Problem statement. Give the lines below as a numbered list, skipping any blank lines and leaving out the pictures.

Materials provided.
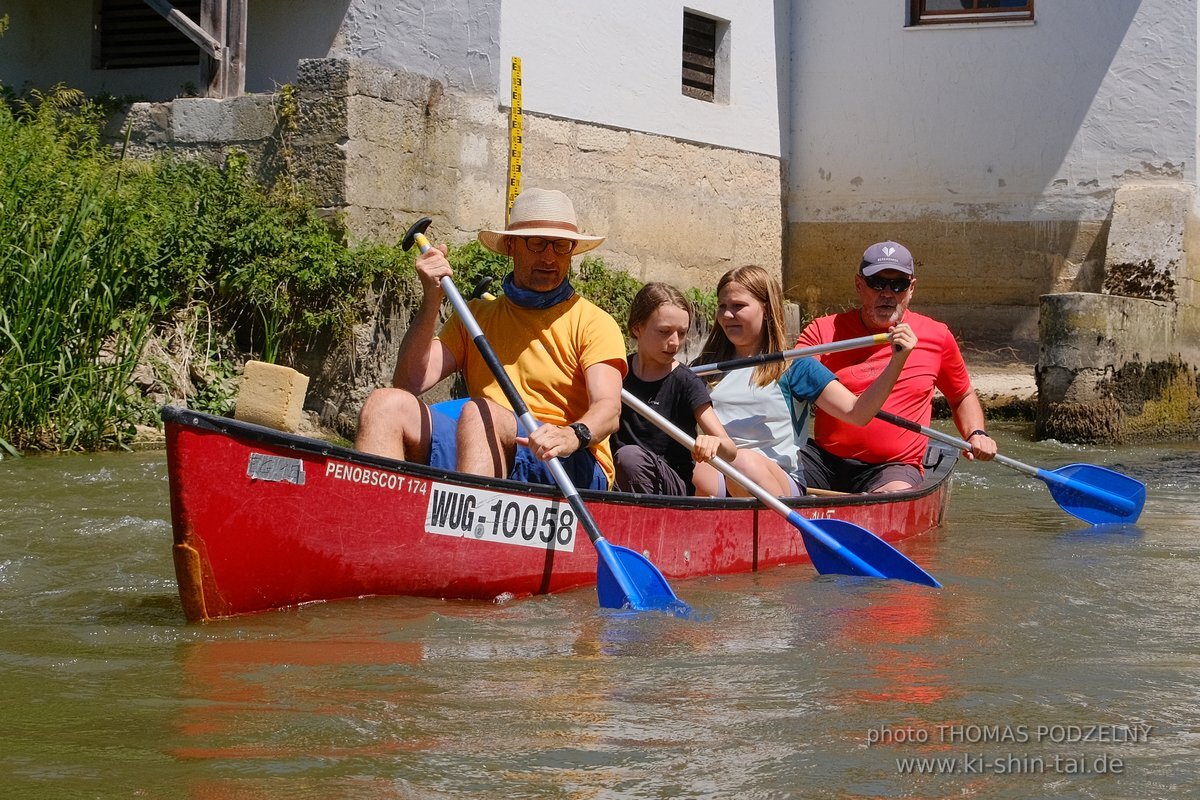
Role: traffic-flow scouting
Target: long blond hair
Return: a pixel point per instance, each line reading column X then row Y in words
column 768, row 290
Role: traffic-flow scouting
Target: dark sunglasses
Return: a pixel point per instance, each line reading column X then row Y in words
column 898, row 286
column 538, row 245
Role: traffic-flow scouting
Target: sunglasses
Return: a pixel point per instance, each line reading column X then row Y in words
column 538, row 245
column 898, row 286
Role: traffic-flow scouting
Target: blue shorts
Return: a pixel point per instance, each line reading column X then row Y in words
column 581, row 465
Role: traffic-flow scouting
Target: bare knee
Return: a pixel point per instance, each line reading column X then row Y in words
column 486, row 438
column 394, row 422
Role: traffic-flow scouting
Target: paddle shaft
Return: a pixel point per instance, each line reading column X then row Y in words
column 531, row 422
column 1029, row 469
column 786, row 355
column 762, row 494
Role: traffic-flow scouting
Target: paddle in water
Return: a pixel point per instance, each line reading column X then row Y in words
column 835, row 546
column 624, row 577
column 1095, row 494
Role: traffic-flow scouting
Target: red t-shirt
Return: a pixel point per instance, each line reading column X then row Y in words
column 935, row 362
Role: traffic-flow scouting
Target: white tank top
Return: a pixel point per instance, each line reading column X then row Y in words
column 757, row 417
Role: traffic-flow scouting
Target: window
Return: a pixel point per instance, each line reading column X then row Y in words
column 705, row 58
column 931, row 12
column 131, row 34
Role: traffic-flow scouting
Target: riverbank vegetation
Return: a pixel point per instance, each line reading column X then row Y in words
column 100, row 251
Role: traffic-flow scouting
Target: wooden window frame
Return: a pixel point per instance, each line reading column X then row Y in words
column 131, row 35
column 977, row 12
column 705, row 58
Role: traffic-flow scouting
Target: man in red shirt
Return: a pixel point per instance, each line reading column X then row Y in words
column 882, row 457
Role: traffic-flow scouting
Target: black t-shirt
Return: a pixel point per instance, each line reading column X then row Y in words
column 677, row 396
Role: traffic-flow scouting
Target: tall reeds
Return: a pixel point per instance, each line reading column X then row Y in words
column 70, row 328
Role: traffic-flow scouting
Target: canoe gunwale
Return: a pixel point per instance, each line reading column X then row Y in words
column 940, row 462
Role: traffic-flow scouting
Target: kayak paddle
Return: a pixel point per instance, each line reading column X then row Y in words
column 1095, row 494
column 834, row 546
column 624, row 577
column 786, row 355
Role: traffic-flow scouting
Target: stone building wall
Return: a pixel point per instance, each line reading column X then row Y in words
column 387, row 148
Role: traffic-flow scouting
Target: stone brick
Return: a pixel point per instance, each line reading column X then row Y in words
column 271, row 396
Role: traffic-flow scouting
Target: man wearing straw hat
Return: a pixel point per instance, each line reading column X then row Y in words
column 565, row 355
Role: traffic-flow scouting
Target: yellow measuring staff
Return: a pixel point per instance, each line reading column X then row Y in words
column 514, row 138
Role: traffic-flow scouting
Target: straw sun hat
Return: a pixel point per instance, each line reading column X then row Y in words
column 540, row 212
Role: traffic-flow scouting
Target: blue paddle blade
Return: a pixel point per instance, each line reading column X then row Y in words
column 1096, row 494
column 840, row 547
column 647, row 589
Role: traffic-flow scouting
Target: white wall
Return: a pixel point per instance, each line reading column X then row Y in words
column 619, row 64
column 1020, row 121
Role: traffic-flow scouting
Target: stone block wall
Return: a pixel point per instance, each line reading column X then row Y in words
column 983, row 278
column 387, row 148
column 1120, row 365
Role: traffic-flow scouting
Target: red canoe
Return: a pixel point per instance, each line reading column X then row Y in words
column 265, row 519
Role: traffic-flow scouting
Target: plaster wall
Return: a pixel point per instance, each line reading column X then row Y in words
column 619, row 64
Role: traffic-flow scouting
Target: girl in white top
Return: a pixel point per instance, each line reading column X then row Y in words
column 766, row 409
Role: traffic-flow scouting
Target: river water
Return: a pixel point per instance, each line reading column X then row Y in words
column 1057, row 661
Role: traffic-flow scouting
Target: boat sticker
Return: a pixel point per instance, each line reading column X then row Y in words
column 275, row 468
column 369, row 476
column 497, row 517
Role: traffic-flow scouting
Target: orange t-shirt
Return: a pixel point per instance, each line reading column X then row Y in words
column 545, row 352
column 936, row 362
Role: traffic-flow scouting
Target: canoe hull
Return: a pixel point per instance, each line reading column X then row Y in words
column 264, row 519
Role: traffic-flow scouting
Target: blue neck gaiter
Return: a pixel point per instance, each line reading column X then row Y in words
column 529, row 299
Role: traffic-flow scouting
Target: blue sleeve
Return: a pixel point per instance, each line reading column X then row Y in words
column 807, row 378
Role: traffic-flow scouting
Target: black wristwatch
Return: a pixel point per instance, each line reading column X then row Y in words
column 582, row 432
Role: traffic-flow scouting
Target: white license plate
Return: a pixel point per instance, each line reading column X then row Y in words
column 496, row 517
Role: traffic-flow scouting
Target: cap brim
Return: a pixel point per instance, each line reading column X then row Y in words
column 493, row 240
column 874, row 269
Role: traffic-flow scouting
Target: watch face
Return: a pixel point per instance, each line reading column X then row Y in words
column 582, row 432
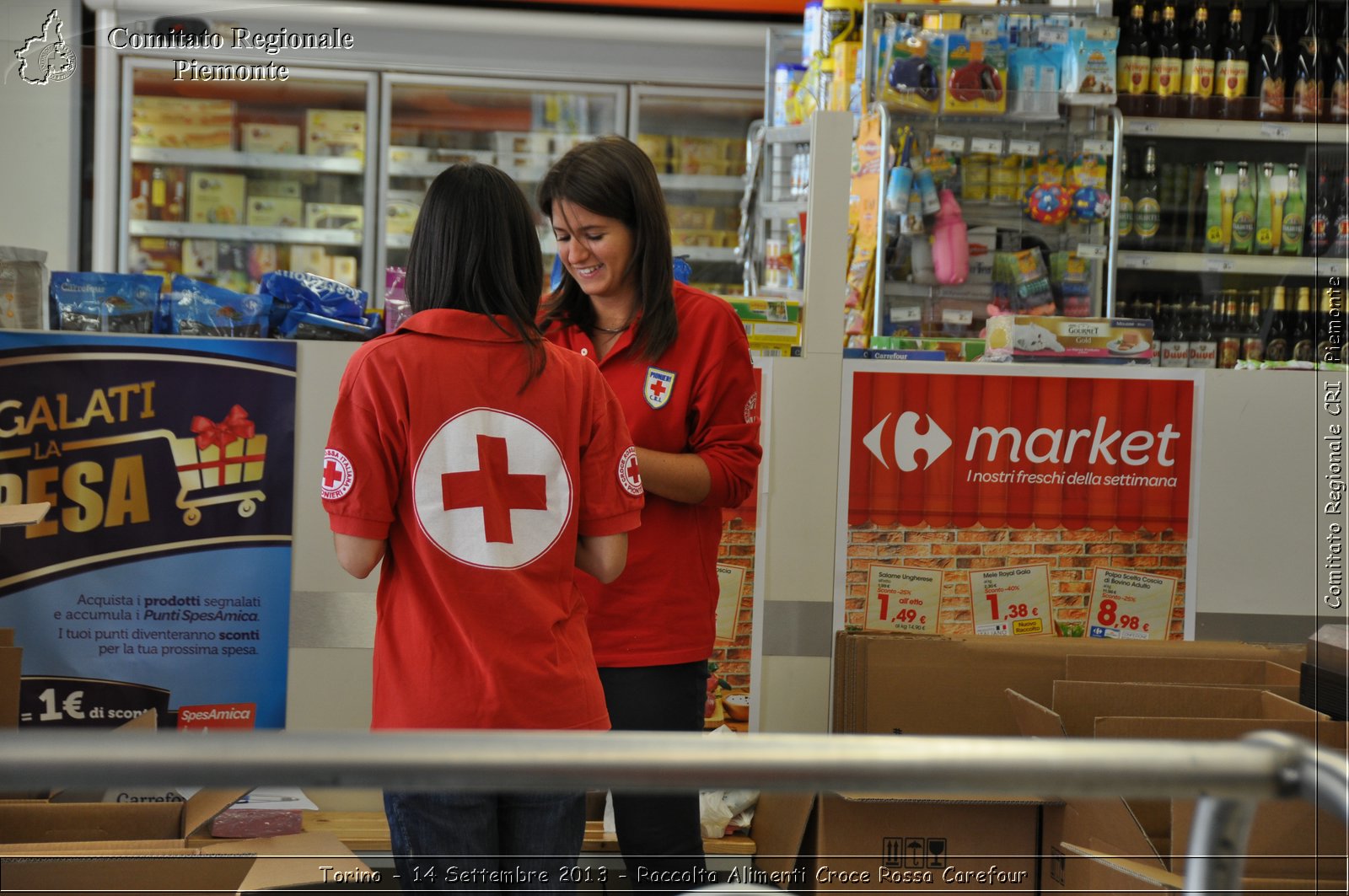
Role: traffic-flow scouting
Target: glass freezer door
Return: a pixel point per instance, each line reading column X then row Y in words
column 696, row 141
column 521, row 127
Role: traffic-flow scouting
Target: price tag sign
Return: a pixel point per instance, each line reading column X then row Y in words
column 989, row 145
column 903, row 599
column 1013, row 601
column 949, row 143
column 732, row 584
column 1131, row 605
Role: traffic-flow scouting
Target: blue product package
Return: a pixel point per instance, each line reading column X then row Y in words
column 314, row 307
column 202, row 309
column 105, row 303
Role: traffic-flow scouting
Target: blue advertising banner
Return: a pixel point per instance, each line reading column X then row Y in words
column 161, row 577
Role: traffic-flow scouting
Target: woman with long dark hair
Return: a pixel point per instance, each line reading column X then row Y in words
column 483, row 466
column 679, row 362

Answer.
1. Role: traffic-flow scouting
2. Target: long blond hair
3. Return: a pixel point per instance, each line reading column X then row Y in words
4. column 768, row 290
5. Role: traffic-flow scouting
6. Target: dark sunglasses
7. Return: a pixel point per instance, each line reading column X then row Y in words
8. column 898, row 286
9. column 538, row 245
10. Role: traffic-flow scouting
11. Target: sunglasses
12. Return: a pixel point per instance, each line reading column X then row Y in words
13. column 538, row 245
14. column 898, row 286
15. Role: traffic-flow scouting
16. Target: blue shorts
17. Return: a pixel point per instance, each line reading column X then row Y in words
18. column 581, row 465
19. Role: traffic-flow scouting
20. Target: bare knee
21. Return: a pixel point per instance, each line reading column X then row Y in words
22. column 486, row 438
23. column 394, row 422
24. Role: traffic-flow scouting
25. Target: paddle shaft
26. Return: a pixel point per instance, each line reading column X then row Y in words
27. column 531, row 422
28. column 1029, row 469
29. column 786, row 355
30. column 762, row 494
31. Role: traffic-flow scouting
32. Target: paddle in water
33. Return: a pixel point per instance, each line reading column X then row Y in words
34. column 835, row 546
35. column 624, row 577
36. column 1095, row 494
37. Role: traffic-flow scouting
38. Target: red t-shirt
39. Return: a pixel point per instance, each line reading column X then row Y in words
40. column 935, row 362
41. Role: traffic-flow scouting
42. Target: white tank top
43. Return: a pixel point per instance, each line reading column X then row Y in words
44. column 757, row 417
45. Role: traffic-flow scouting
46. Target: window
47. Return: a pixel point per instance, each line reading column X then row Y in words
48. column 705, row 58
49. column 931, row 12
50. column 131, row 34
51. Role: traffic-flow scouting
52. Target: riverbank vegetation
53. Return: a pixel point per instance, each line reading column X then row Y in words
54. column 100, row 251
55. Role: traffic-flow scouting
56. Target: wooden window frame
57. Return: a pixel point per instance, each line reading column X then row Y in words
58. column 131, row 35
59. column 977, row 12
60. column 705, row 58
61. Role: traffic-flow scouting
62. Target: man in red shirt
63. Return: a pixel point per instance, each line reading column X then row Y in words
64. column 882, row 457
65. Role: traffic-flow scouting
66. Target: black t-shirt
67. Return: a pixel point per instance, each line reading column X then row Y in words
68. column 677, row 396
69. Role: traffic-flow scouting
70. Target: tall reeds
71. Return: a pixel point per instance, each line reading column X then row Y in words
72. column 70, row 328
73. Role: traffic-flow scouting
74. Target: canoe gunwale
75. Return: a pixel point per instance, each line reading column X then row Y in words
76. column 940, row 462
77. Role: traffic-flow scouting
78. Target: kayak paddle
79. Return: a pixel point per instance, each line reading column X then row Y in words
80. column 1095, row 494
81. column 834, row 546
82. column 624, row 577
83. column 786, row 355
84. Role: traffic-flow scouting
85. Target: stone building wall
86. Return: a pixel point per instance, each line reading column X then row Y in words
87. column 387, row 148
88. Role: traffic-flow scouting
89. Target: stone brick
90. Return: a pixel point per instance, each line reading column X then row Y in words
91. column 271, row 396
92. Role: traffic-flow scouting
93. Target: man wearing straw hat
94. Return: a pixel point per instance, each line reading column X then row Y in words
95. column 565, row 355
96. Role: traffic-flow scouting
97. Target: yellow measuring staff
98. Return: a pixel point per instance, each line reading column X then row Y in words
99. column 514, row 138
100. Role: traffic-flow scouting
101. Target: straw sun hat
102. Return: a pixel point per instance, each line reading column X then row Y in words
103. column 540, row 212
104. Role: traffic-flow scouting
105. Target: blue paddle blade
106. Return: a pixel point per instance, each line reading column X then row Y in words
107. column 1096, row 494
108. column 840, row 547
109. column 647, row 589
110. Role: traffic-flow scouting
111. Target: white wall
112. Return: a pixel point per instance, each line reading column X then row Y in words
113. column 619, row 64
114. column 1020, row 121
115. Role: traffic-flow scouting
116. Target: stone block wall
117. Return: a pixel point per instance, each line reading column X then row Y in words
118. column 983, row 278
119. column 387, row 148
120. column 1120, row 365
121. Role: traffic-flow scouting
122. Target: red canoe
123. Return: a pixel point per instance, each line reading column X then row Y in words
124. column 265, row 519
125. Role: traffic-flow scouting
126. Target: plaster wall
127. Return: a pixel point per instance, each line reading column X then row Y in words
128. column 619, row 64
129. Role: traffic-flow scouting
130. Target: girl in white top
131. Return: a pixel point per instance, each line reading column X then row Y in words
132. column 766, row 409
133. Role: traffic-flow scouting
134. Target: river water
135. Return: a pixel point per instance, each line reading column X then row Y in words
136. column 1057, row 661
137. Role: traffic-flow scouting
138. Target: boat sticker
139. Return: a pixel point per instance, each line reading column X then row Y in words
140. column 275, row 468
141. column 369, row 476
142. column 497, row 517
143. Role: traffic-flow scouting
144. Target: orange t-shirt
145. Return: a pixel point per instance, each line reading column X then row Y in words
146. column 545, row 352
147. column 936, row 362
148. Role: traffic-flow scouting
149. Target: canoe hull
150. Return: a pixel point per instance, each line reading column X then row Y in words
151. column 264, row 519
152. Role: traffic-flow scouting
153. Target: blue neck gaiter
154. Return: a pixel point per instance, each line reading column X then row Y in words
155. column 529, row 299
156. Role: traffic-flow scouting
157. Target: blue sleeve
158. Return: a pixel point per instance, each line reading column X then row Y in words
159. column 807, row 378
160. Role: traffic-flow scouting
161. Target: black wristwatch
162. Return: a pixel point per instance, each line reading column X then row Y in words
163. column 582, row 432
164. Role: traffic-flow scouting
165. Target: white license plate
166. Return: a pixel point per instance, each line reading column X then row Y in words
167. column 496, row 517
168. Role: traffic-flow scouting
169. Target: cap brim
170. Return: a pixel point per instance, each line reading column X then row Y in words
171. column 493, row 240
172. column 874, row 269
173. Role: traffic-flow scouting
174. Target: watch face
175. Return: a pixel point per instance, each line reading column X then row Y in words
176. column 582, row 432
177. Role: traffic-flow scouting
178. Target: glass freezer door
179. Return: a pixel point per instance, each line reading column X then row Y in words
180. column 696, row 141
181. column 521, row 127
182. Role: traffic-flow scouting
183. Target: price tag sign
184. Return: a pixel point per instance, each line reading column X then row Y in words
185. column 989, row 145
186. column 903, row 599
187. column 1013, row 601
188. column 949, row 143
189. column 732, row 584
190. column 1131, row 605
191. Role: traffic-flow scouting
192. Target: blue product package
193. Return: a pixel point per instance, each line reading column X then row Y in words
194. column 314, row 307
195. column 202, row 309
196. column 105, row 303
197. Role: traffic-flow scouting
198. Target: blue advertising banner
199. Return: a pixel point per instance, each line reading column X then row Y in words
200. column 161, row 577
201. Role: traffic-flow scouting
202. Target: woman with long dark hair
203. Return: a pixel point per instance, each line reading column X then row Y in words
204. column 483, row 466
205. column 679, row 362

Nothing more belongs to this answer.